--- Start ---

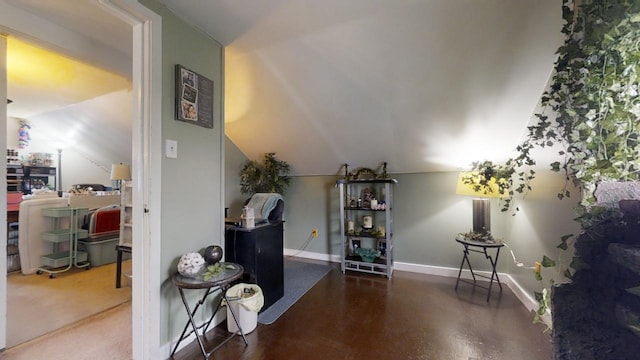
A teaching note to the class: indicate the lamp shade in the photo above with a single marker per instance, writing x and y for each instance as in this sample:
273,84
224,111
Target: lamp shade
120,172
491,190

--- End ---

What to produce: Convert the data above into a numbered list with one entry per line, omitting blank lines and leaving out the pictures.

Exercise answer:
1. A teaching note to the class: indicate the lamp shade in the photo above with a single marker per instance, writing x and y for each instance as in this sample:
2. 273,84
3. 224,111
4. Target: lamp shade
5. 120,172
6. 491,190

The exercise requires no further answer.